Supplied records:
---+---

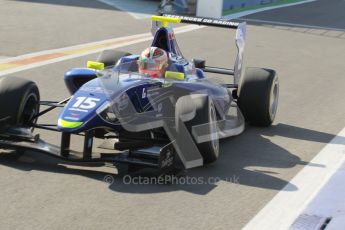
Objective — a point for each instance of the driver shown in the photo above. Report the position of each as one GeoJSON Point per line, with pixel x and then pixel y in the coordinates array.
{"type": "Point", "coordinates": [153, 61]}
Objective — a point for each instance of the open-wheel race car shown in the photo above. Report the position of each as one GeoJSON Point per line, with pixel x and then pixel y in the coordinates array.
{"type": "Point", "coordinates": [156, 109]}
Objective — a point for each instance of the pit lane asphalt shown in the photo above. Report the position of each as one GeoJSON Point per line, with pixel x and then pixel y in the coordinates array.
{"type": "Point", "coordinates": [38, 193]}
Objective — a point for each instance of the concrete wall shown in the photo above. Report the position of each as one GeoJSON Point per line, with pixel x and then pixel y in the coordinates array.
{"type": "Point", "coordinates": [236, 4]}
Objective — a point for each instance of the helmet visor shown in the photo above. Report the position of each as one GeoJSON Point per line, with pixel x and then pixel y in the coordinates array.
{"type": "Point", "coordinates": [148, 64]}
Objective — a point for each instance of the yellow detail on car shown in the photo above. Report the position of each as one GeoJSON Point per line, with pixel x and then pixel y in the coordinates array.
{"type": "Point", "coordinates": [165, 20]}
{"type": "Point", "coordinates": [69, 124]}
{"type": "Point", "coordinates": [174, 75]}
{"type": "Point", "coordinates": [95, 65]}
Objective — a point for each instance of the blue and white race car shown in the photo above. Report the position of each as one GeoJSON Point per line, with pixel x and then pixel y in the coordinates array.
{"type": "Point", "coordinates": [156, 109]}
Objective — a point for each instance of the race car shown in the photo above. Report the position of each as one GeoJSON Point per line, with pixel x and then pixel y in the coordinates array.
{"type": "Point", "coordinates": [155, 109]}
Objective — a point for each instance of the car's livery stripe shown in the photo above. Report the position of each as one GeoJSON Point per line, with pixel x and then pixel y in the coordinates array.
{"type": "Point", "coordinates": [28, 61]}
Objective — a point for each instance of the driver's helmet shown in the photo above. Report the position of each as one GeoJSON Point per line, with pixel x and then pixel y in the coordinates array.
{"type": "Point", "coordinates": [153, 61]}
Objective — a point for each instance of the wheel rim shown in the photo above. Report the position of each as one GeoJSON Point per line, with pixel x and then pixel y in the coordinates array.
{"type": "Point", "coordinates": [214, 130]}
{"type": "Point", "coordinates": [30, 109]}
{"type": "Point", "coordinates": [274, 99]}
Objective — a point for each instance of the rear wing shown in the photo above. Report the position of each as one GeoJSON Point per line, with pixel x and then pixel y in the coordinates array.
{"type": "Point", "coordinates": [163, 21]}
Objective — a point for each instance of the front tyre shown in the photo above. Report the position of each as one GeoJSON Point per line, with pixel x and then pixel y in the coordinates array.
{"type": "Point", "coordinates": [258, 97]}
{"type": "Point", "coordinates": [19, 101]}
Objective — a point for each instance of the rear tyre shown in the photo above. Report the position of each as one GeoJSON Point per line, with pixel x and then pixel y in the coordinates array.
{"type": "Point", "coordinates": [111, 57]}
{"type": "Point", "coordinates": [205, 113]}
{"type": "Point", "coordinates": [19, 101]}
{"type": "Point", "coordinates": [258, 97]}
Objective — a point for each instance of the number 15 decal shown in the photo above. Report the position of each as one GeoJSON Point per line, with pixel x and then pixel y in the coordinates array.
{"type": "Point", "coordinates": [85, 102]}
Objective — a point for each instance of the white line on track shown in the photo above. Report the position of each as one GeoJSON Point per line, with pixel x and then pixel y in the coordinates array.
{"type": "Point", "coordinates": [284, 208]}
{"type": "Point", "coordinates": [247, 12]}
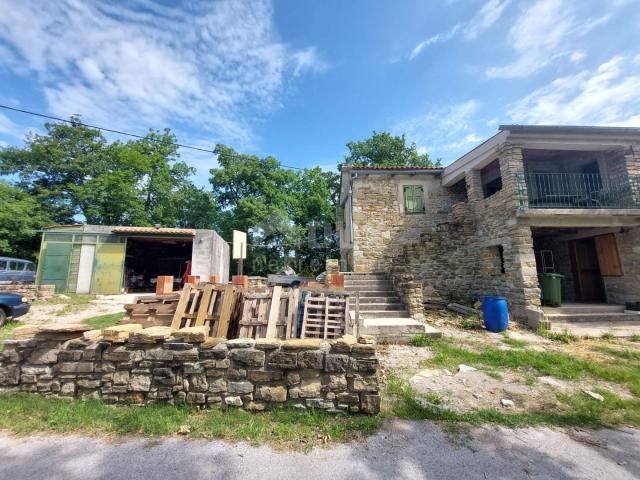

---+---

Instructions for the task: From the first line to the last, repeat the material exactly, but drop the pictures.

Task result:
Objective — a point for each instance of the driver shown in the photo above. Report the position of each as one GeoJSON Point per line, with pixel x and then pixel y in the coordinates array.
{"type": "Point", "coordinates": [153, 61]}
Objective — a point for each instance of the open-wheel race car shown in the photo above. Report the position of each as one GeoJSON Point per line, with pixel x and then pixel y in the coordinates array.
{"type": "Point", "coordinates": [156, 109]}
Objective — a point for each instance of the pit lane asphalt shown in the photo above. Report the position of each as one GeoJSON Point per line, with pixel x and then pixel y in the coordinates array.
{"type": "Point", "coordinates": [38, 193]}
Objective — a point for each instance of the concrete wall shown in the photo above. Report the position of each as one GeoJSON Point per line, with pixel x and then pixel y in the coordinates array.
{"type": "Point", "coordinates": [236, 4]}
Objective — a point for each instance of the helmet visor shown in the photo above. Report the position of each as one GeoJSON Point per line, with pixel x and then pixel y in the coordinates array.
{"type": "Point", "coordinates": [148, 64]}
Objective — a point for each instance of the yellow detail on car shown in the photo above. Report the position of each as one GeoJSON Point per line, with pixel x and then pixel y in the coordinates array.
{"type": "Point", "coordinates": [165, 20]}
{"type": "Point", "coordinates": [69, 124]}
{"type": "Point", "coordinates": [174, 75]}
{"type": "Point", "coordinates": [95, 65]}
Objective — a point for each instance of the blue and white race car shown in the photo above. Report the position of each as one GeoJSON Point per line, with pixel x and then pixel y in the coordinates array.
{"type": "Point", "coordinates": [156, 109]}
Objective — a point for each instance of the race car shown in the photo above. Report the position of each as one GeoJSON Point per line, with pixel x and then pixel y in the coordinates array.
{"type": "Point", "coordinates": [155, 109]}
Objective — a point for each instance of the car's livery stripe shown in the photo above. Report the position of each as one GeoJSON Point per line, with pixel x and then pixel y in the coordinates array.
{"type": "Point", "coordinates": [28, 61]}
Objective — a point for each instance of the driver's helmet shown in the photo above. Report the position of each as one GeoJSON Point per line, with pixel x and then pixel y in the coordinates array.
{"type": "Point", "coordinates": [153, 61]}
Objective — a point for each instance of the wheel rim shown in the photo above. Report the position of each as one GeoJSON Point per line, with pixel x and then pixel y in the coordinates array.
{"type": "Point", "coordinates": [214, 130]}
{"type": "Point", "coordinates": [30, 109]}
{"type": "Point", "coordinates": [274, 99]}
Objective — a point for each instance of the rear wing shown in the photo above. Report the position of each as one GeoJSON Point per line, with pixel x and then pixel y in the coordinates array.
{"type": "Point", "coordinates": [163, 21]}
Objective — a point for each instance of the front tyre shown in the photo above. Report the position of each as one GeoJSON Point per line, with pixel x and then pixel y in the coordinates array.
{"type": "Point", "coordinates": [258, 97]}
{"type": "Point", "coordinates": [19, 101]}
Objective — a point for each instance of the rear tyre shown in the photo above. Report the position of each as one GeoJSON Point per line, with pixel x and then pixel y in the coordinates array.
{"type": "Point", "coordinates": [111, 57]}
{"type": "Point", "coordinates": [205, 113]}
{"type": "Point", "coordinates": [19, 101]}
{"type": "Point", "coordinates": [258, 97]}
Objective — a point for each instance of the number 15 decal shown in the photo above. Report the position of each as one GeoJSON Point per line, with pixel x and then pixel y in the coordinates array.
{"type": "Point", "coordinates": [85, 102]}
Objective — a point for each instance of the white line on track shown in the photo above. Report the position of each as one GeoJSON Point per line, with pixel x and then pixel y in the coordinates array.
{"type": "Point", "coordinates": [284, 208]}
{"type": "Point", "coordinates": [247, 12]}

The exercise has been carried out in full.